In the data that follows, find each line containing "below" and copy it.

(DATASET EXTRACT)

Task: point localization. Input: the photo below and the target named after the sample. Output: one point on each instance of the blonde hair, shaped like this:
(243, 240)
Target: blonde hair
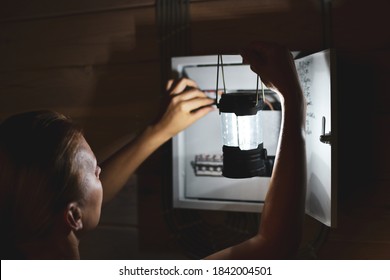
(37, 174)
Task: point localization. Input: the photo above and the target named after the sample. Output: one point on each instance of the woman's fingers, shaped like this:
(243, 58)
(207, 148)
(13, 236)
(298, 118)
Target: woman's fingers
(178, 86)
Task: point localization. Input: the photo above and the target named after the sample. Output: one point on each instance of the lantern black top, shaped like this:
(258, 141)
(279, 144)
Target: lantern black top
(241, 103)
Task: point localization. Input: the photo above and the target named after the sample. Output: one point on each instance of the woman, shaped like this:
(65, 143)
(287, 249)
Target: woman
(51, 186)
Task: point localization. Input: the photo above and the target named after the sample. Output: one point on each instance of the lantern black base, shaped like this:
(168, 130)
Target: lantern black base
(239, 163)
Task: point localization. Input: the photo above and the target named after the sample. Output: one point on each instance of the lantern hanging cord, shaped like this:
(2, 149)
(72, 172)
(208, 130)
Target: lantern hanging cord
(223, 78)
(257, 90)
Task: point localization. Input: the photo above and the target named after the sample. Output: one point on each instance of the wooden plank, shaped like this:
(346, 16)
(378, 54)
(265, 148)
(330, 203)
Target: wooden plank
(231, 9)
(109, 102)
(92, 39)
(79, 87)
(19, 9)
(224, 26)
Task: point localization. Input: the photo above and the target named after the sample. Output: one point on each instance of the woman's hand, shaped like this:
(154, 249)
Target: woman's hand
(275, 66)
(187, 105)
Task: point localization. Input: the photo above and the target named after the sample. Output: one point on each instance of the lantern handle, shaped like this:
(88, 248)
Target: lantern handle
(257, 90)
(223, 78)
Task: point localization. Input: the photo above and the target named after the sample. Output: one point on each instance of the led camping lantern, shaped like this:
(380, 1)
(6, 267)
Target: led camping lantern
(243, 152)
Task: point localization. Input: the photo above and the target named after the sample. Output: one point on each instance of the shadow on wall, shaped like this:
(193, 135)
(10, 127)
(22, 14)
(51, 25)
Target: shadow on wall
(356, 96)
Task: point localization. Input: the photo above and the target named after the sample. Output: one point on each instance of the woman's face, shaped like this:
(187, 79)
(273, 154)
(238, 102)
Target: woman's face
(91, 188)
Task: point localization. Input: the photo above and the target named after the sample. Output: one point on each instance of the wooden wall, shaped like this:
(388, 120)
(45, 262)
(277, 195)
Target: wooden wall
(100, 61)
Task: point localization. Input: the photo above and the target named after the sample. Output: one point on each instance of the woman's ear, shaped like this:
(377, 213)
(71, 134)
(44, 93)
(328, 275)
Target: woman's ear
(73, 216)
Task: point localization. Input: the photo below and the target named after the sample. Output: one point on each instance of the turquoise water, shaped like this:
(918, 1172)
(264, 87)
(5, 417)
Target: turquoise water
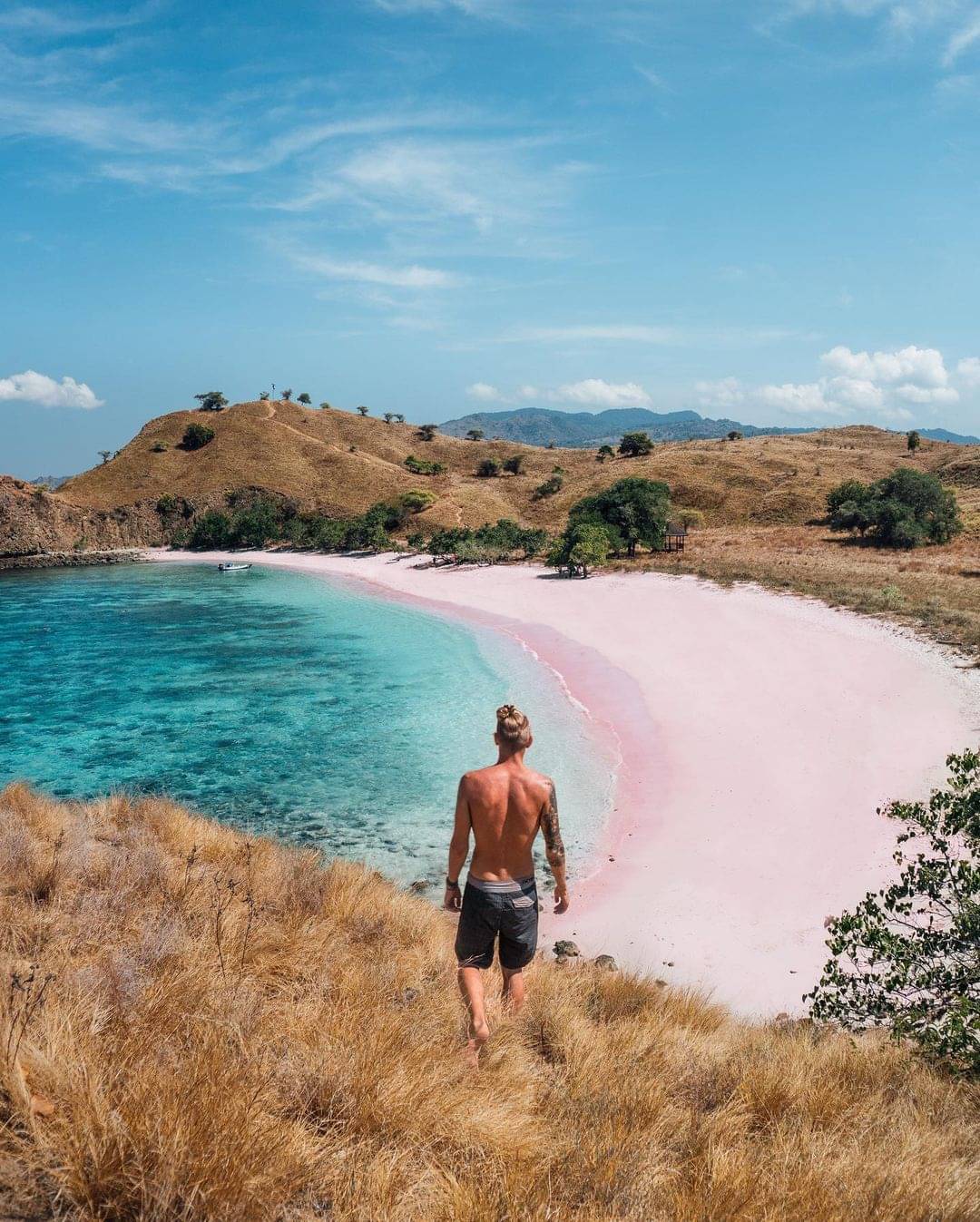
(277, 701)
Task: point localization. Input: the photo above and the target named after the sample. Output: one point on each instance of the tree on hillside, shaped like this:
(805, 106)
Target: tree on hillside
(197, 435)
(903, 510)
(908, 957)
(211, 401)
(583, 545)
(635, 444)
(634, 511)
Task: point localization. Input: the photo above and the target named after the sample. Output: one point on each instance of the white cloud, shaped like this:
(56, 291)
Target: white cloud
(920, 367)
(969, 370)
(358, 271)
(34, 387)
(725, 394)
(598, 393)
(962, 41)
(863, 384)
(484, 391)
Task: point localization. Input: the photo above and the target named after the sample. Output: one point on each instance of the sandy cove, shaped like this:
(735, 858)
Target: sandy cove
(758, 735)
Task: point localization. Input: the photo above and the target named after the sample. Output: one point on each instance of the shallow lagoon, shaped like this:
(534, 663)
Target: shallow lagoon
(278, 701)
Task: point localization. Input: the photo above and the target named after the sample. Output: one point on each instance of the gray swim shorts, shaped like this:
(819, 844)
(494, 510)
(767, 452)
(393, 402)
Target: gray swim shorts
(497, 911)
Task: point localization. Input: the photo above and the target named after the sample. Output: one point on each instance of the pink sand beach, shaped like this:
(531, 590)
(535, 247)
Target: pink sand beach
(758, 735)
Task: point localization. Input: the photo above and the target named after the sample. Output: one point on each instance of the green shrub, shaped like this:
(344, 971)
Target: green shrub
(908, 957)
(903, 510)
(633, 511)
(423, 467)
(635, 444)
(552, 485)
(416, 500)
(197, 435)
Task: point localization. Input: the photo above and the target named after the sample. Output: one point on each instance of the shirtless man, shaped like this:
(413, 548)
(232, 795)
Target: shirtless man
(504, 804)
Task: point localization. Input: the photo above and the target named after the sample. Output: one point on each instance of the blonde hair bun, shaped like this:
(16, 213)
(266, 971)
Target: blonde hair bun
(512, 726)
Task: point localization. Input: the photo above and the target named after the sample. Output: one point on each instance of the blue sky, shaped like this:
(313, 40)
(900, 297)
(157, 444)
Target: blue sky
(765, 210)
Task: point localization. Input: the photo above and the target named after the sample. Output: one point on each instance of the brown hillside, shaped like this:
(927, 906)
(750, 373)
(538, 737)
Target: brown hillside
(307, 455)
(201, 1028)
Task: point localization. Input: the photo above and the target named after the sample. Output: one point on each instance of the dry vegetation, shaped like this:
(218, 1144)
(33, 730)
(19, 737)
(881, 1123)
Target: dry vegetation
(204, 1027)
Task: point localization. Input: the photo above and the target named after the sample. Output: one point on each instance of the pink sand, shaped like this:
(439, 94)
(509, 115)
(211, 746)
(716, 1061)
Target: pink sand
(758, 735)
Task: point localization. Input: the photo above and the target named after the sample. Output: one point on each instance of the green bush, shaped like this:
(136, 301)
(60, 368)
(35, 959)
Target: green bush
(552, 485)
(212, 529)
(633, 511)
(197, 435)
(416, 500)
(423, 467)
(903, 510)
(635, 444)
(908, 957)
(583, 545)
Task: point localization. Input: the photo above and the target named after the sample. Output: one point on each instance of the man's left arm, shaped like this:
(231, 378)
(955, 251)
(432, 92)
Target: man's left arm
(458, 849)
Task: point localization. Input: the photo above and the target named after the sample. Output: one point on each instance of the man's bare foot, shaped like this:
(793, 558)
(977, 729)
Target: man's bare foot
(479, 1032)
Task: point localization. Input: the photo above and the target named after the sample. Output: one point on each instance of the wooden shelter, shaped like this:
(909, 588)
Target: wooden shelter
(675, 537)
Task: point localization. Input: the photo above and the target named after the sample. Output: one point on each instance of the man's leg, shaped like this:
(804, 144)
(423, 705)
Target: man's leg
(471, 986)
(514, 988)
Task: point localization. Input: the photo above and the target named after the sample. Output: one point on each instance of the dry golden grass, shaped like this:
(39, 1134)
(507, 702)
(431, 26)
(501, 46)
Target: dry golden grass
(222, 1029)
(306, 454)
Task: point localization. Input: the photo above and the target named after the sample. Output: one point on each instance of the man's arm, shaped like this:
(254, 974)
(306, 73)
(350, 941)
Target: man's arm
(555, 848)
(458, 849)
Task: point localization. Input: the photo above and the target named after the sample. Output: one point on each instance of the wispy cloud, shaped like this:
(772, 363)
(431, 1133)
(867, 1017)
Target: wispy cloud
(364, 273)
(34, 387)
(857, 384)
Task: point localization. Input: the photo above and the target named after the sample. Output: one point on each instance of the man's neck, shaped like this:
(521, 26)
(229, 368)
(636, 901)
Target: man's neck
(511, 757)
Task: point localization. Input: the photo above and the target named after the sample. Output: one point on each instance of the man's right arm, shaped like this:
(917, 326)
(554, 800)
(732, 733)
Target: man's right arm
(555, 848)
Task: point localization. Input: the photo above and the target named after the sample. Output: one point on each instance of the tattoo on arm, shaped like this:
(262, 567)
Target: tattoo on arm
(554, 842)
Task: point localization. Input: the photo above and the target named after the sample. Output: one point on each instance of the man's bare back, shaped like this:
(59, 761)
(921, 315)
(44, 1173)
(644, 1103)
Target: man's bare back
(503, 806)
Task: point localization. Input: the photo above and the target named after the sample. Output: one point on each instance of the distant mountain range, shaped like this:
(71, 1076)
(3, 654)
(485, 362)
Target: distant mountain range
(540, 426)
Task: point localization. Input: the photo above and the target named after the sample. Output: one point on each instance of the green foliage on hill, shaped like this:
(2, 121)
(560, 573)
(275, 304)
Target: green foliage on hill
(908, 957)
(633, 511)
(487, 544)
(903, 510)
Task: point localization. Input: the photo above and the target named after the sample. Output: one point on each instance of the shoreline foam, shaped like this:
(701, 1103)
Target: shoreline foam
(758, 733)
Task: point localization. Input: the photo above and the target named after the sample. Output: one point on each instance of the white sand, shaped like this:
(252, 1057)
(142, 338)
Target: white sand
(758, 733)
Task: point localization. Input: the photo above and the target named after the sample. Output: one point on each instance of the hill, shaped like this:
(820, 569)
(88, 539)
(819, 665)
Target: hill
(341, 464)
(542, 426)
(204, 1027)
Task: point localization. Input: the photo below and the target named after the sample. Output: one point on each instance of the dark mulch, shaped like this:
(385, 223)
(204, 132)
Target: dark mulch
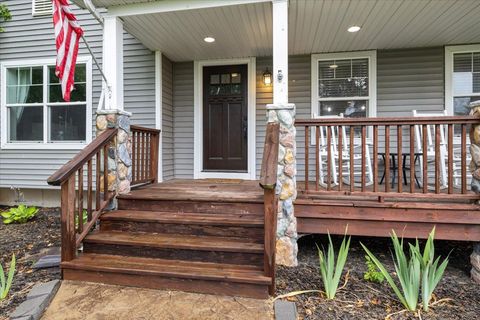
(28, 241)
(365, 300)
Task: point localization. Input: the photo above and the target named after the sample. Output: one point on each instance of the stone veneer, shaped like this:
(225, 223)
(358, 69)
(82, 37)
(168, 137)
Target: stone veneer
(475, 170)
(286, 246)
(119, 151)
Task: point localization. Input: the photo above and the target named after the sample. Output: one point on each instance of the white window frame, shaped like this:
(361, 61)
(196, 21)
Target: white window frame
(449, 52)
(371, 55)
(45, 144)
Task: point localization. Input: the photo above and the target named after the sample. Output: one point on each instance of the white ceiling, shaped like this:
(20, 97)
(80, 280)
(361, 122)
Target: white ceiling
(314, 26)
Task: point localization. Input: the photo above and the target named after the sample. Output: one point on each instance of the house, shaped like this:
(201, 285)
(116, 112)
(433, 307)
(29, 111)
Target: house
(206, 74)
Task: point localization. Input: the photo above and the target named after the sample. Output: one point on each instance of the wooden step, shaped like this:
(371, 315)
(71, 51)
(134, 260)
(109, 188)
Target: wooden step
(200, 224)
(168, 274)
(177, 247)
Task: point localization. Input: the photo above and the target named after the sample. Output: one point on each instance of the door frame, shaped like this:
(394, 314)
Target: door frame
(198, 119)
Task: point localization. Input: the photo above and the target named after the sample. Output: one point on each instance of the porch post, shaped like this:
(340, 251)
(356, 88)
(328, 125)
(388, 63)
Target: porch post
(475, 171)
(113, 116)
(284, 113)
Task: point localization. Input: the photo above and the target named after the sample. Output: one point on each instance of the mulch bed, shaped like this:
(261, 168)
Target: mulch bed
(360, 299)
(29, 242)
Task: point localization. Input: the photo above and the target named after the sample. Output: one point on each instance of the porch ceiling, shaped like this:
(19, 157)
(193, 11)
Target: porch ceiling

(End DATASET EXTRACT)

OUTPUT
Task: point localization. Input: the photo below and the target named after the sample. Output: one point on each instance of the blonde hair, shaped like this:
Task: point localization. Input: the photo below and the target named after the sample. Output: one point on each instance of the turquoise water, shaped like this:
Task: point localization. Input: the photo below and the target named after the sample. Output: one point on each instance of the dark mulch, shaped like this:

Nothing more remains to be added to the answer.